■ EXERCISE ■
Return the stretch from "The argument that" through "without their consent." in the passage on debt and risk below, copied word for word.

■ PROVIDED TEXT ■
Of course, this response assumes the capitalist principle.
According to this principle, if I borrow money from you, use
it to by a Mercedes and a mansion, and send most of the money
to a bank in Zurich, and then you come and ask me to repay the
loan, I'm not supposed to be able to say: "Sorry, I don't want
to pay you back, take it from the folks in the downtown
slums."
And you're not supposed to say: "I got the high yields from
this risky investment, but now that the borrower doesn't want
to pay it back, the risk should be transferred to other folks
in my country through socialization of the debt. That's the
capitalist principle. It would suffice to largely eliminate
the debt. Of course, that principle is unacceptable to the
rich and powerful, who prefer the operative "capitalist"
principle of socializing risk and cost. So the risk is shifted
to northern taxpayers (via the IMF) and the costs are
transferred to poor peasants in Indonesia, who never borrowed
the money.
The argument that "their country" borrowed the money so that
they are responsible surpasses cynicism, and need not be
considered. In fact, it doesn't even stand up under
international law. When the US conquered Cuba in 1898 to
prevent it from liberating itself from Spain (what is called
"the liberation of Cuba from Spanish rule"), it cancelled
Cuba's debt to Spain on the reasonable grounds that the debt
had been forced on the people of Cuba without their consent.

■ STORED DATA ■
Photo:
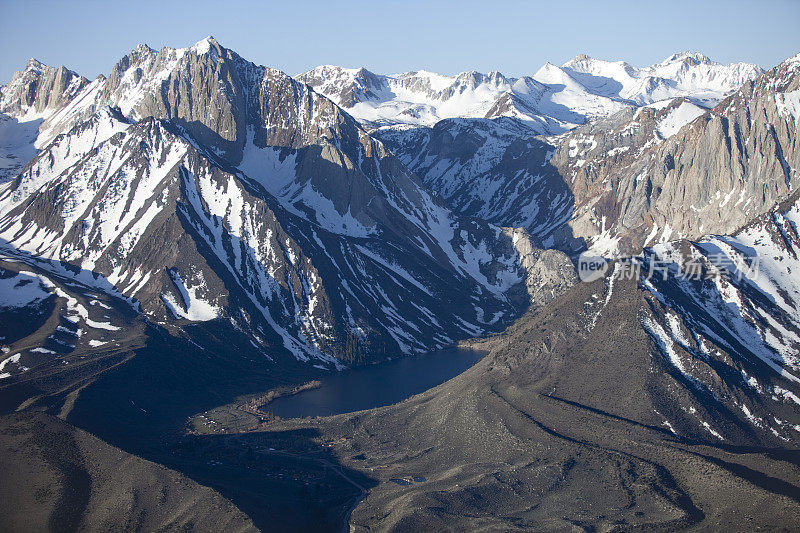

■ EXERCISE ANSWER ■
The argument that "their country" borrowed the money so that
they are responsible surpasses cynicism, and need not be
considered. In fact, it doesn't even stand up under
international law. When the US conquered Cuba in 1898 to
prevent it from liberating itself from Spain (what is called
"the liberation of Cuba from Spanish rule"), it cancelled
Cuba's debt to Spain on the reasonable grounds that the debt
had been forced on the people of Cuba without their consent.